What is required —
What you return must match every record word for word.

BEGIN Input data

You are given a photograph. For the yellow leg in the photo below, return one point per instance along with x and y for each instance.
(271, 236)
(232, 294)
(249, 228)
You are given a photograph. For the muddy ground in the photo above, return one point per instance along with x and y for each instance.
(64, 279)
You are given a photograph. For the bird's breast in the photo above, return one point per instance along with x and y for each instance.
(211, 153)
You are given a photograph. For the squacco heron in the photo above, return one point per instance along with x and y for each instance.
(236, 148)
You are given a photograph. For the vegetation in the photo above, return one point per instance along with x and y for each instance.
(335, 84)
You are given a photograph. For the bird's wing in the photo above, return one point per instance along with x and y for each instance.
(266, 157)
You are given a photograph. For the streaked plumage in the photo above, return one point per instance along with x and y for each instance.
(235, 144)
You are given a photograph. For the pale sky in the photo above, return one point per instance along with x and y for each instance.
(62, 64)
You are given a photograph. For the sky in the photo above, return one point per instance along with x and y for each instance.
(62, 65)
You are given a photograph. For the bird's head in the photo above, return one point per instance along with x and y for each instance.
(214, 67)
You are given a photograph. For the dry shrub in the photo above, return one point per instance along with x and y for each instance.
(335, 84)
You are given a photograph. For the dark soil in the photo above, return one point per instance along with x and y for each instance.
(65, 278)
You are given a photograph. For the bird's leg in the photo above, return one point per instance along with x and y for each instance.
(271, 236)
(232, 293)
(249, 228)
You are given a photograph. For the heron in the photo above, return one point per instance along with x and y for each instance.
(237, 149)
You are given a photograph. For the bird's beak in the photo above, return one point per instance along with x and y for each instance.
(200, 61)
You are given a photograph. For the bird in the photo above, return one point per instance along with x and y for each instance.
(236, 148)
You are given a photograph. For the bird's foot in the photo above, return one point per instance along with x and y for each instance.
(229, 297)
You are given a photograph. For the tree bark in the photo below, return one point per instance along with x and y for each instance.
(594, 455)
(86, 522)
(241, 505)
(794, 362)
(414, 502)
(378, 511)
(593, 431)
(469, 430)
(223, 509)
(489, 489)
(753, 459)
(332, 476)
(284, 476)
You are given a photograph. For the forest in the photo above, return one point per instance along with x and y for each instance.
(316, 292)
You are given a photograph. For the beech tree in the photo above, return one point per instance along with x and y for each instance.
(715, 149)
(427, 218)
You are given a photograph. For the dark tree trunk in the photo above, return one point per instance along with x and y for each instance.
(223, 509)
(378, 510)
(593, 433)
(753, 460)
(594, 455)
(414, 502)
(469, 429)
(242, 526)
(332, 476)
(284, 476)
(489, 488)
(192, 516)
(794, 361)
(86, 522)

END Input data

Finished task —
You are given a photograph. For the yellow leg in the photo below, return one point per instance along with x and y for each instance.
(271, 236)
(232, 294)
(249, 228)
You are given a photograph. For the muddy ground in the photo above, return one point per instance along with x and y for each instance.
(64, 279)
You are given a photograph. For the bird's breast in the photo above, return one point per instance along with x and y for each instance.
(211, 153)
You are given a photograph. For the squacco heron in the photo above, return one point per instance along with x and y for each instance.
(236, 148)
You are given a photograph. For the vegetation in the photo above, return one point per instance along with x and y for each instance.
(335, 84)
You are given a photograph. For the bird's wing in the photo above, return one point per instance along with x and y for each instance.
(266, 157)
You are given a photograph. For the streaked plumage in the photo above, return one point per instance along with x and y for each instance.
(235, 144)
You are given a photograph. For the pale sky in the photo above, return one point per instance along with x and y for each instance.
(62, 64)
You are given a photograph. For the sky in the photo above, return one point per instance along with x and y for each instance.
(62, 65)
You are given a photograph. For the bird's head in the photo above, return one point per instance along with x and y for each instance.
(214, 67)
You are given a photograph. For the dry shrub in the photo above, return one point per instance along with x and y for each instance.
(335, 84)
You are given a photograph. For the dark soil in the photo above, return one point per instance along with x and y for each instance.
(65, 278)
You are given a photograph. For the bird's leg in the photo above, return one point per instance along with x and y for each instance.
(271, 236)
(232, 293)
(249, 228)
You are given a photograph. For the heron in the photo above, return one point per instance along with x and y for each instance.
(237, 149)
You are given a photograph. For the bird's beak in the photo above, return one point per instance along with x and y for each instance.
(200, 61)
You are given a photograph. For the bird in the photo above, return one point per instance along with x and y for each instance.
(236, 148)
You are given a photograph. For the bird's foot in the photo above, return one point per instance along with x and y for each instance.
(229, 297)
You are given a photograph. For the tree bark in the photo below, return one point per instance along with x and y for each instance.
(594, 455)
(86, 522)
(241, 505)
(794, 362)
(414, 502)
(378, 511)
(593, 431)
(469, 430)
(223, 509)
(489, 489)
(753, 459)
(332, 476)
(284, 476)
You are given a photograph. For the forest in the photo above, return one point per instance along with x and y for each instance.
(316, 292)
You are given a photograph. For the beech tree in the photo above, return one point per instance along with x and y for each instance.
(715, 149)
(427, 218)
You are given a photograph. For the dark tree trunk in the photo above, return one point per instance along with x and y for each instance.
(223, 509)
(378, 510)
(593, 433)
(753, 460)
(594, 455)
(414, 502)
(469, 429)
(242, 526)
(332, 476)
(284, 476)
(489, 488)
(192, 516)
(794, 361)
(86, 522)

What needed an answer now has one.